Text provided -
In The Great Gatsby , F. Scott Fitzgerald wrote of Tom and Daisy, "They were careless people...they smashed up things and creatures and then retreated back to their money or their vast carelessness, or whatever it was that kept them together, and let other people clean up the mess they had made." Rove is certainly more careful than Fitzgerald's characters--careful when it comes to politics and doing whatever is necessary to win. But with Bush, he recklessly steered this country into a debacle in Iraq that has caused the death of thousands of Americans and hundreds of thousands of Iraqi civilians and that has ruined the United States' reputation abroad. Bush, Rove, Dick Cheney and the rest did so with little understanding and with insufficient planning, and they sold the war to the public with bad information and blatant misrepresentations. (Rove was part of the White House Iraq Group that devised the prewar messaging.) Rove deserves not reward but punishment. A fitting sentence would be for Rove to stay to the bitter end so he can sweep up the turds he is now leaving behind.

Direction 1 - According to the passage about Rove, what White House group was Rove a member of?
Direction 2 - Write a continuation of the passage about Rove that begins after its final sentence.

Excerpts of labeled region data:
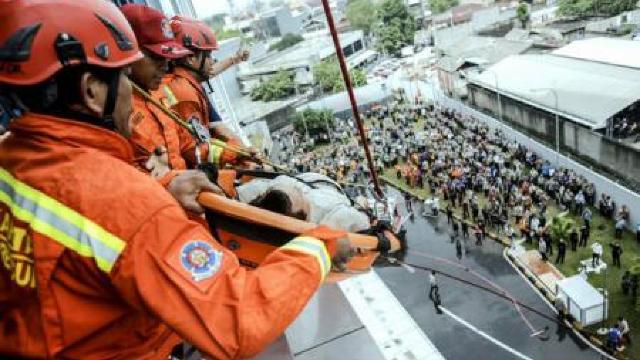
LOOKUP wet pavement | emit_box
[376,189,601,360]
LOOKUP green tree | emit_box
[429,0,459,14]
[558,0,637,18]
[269,33,304,51]
[375,0,416,55]
[291,108,334,136]
[313,59,367,93]
[516,2,529,29]
[251,71,295,101]
[345,0,376,35]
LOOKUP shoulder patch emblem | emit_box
[180,240,222,282]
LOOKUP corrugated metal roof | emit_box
[468,55,640,129]
[553,37,640,69]
[442,36,532,64]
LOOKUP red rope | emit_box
[322,0,384,197]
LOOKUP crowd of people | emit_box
[279,99,630,256]
[279,98,640,352]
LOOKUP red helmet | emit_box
[0,0,143,85]
[171,16,218,51]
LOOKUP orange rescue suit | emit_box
[0,113,330,360]
[157,66,242,155]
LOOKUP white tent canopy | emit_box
[556,275,606,326]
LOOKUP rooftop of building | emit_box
[438,36,532,72]
[553,37,640,69]
[468,54,640,129]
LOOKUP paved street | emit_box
[377,190,600,360]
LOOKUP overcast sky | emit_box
[191,0,254,18]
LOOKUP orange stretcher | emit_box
[198,193,401,271]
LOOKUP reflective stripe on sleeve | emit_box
[209,142,224,165]
[281,236,331,281]
[0,168,126,272]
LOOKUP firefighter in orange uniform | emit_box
[0,0,349,360]
[121,5,208,186]
[158,16,252,163]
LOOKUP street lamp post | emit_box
[531,88,560,165]
[483,69,503,122]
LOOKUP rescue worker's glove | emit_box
[302,225,354,272]
[208,139,243,169]
[167,170,224,214]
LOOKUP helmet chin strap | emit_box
[102,71,120,130]
[51,71,120,131]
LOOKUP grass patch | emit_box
[381,118,640,359]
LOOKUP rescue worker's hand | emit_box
[167,170,224,214]
[144,146,171,179]
[303,225,355,272]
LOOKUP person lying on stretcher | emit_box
[236,173,371,233]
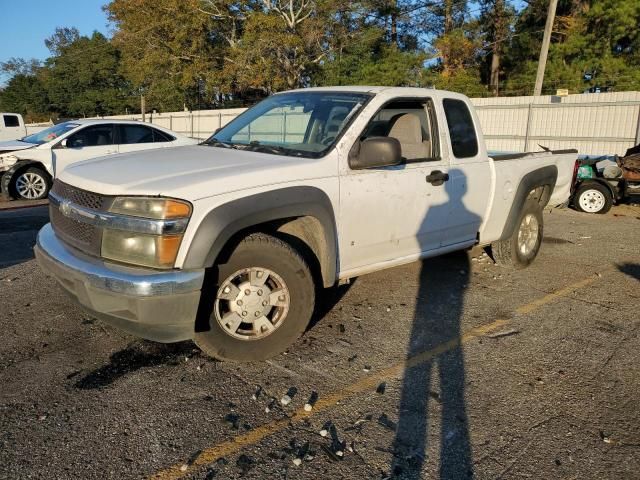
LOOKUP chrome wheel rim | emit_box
[578,190,606,213]
[16,172,47,200]
[213,267,291,340]
[518,213,540,257]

Written reply 1 - The White House Iraq Group, which devised the prewar messaging.

Written reply 2 -
Posted by David Corn at August 13, 2007 12:03 PM

14 comments:

capt said...

Mr. David Corn,

Right you are, Rove should stay.

I have a sinking feeling that the real reason for leaving the WH is because the crud KKkarl is planning on pulling this election cycle is SO obvious and SO illegal the criminal enterprise operating our WH can't begin to cover it up.

(perish the thought)

Thanks

Kirk

capt said...

Sparring Partners


[...]

The commentariat, from David Brooks, of the Times, to the Nation’s David Corn, scored this exchange as a stumble for Obama, a palpable hit for Clinton. Over the next few days, things got huffier. Obama’s remarks were “irresponsible and, frankly, naïve,” Clinton said. Obama, aiming at Clinton’s greatest vulnerability with the Democratic base, shot back, “I think what is irresponsible and naïve is to have authorized a war without asking how we were going to get out.” A day later, he swung a left hook: “I don’t want Bush-Cheney lite.” Clinton’s parry: “This is getting kind of silly. I’ve been called a lot of things in my life, but I’ve never been called George Bush or Dick Cheney. . . . I don’t want to see the power and prestige of the United States President put at risk by rushing into meetings with the likes of Chávez, and Castro, and Ahmadinejad.”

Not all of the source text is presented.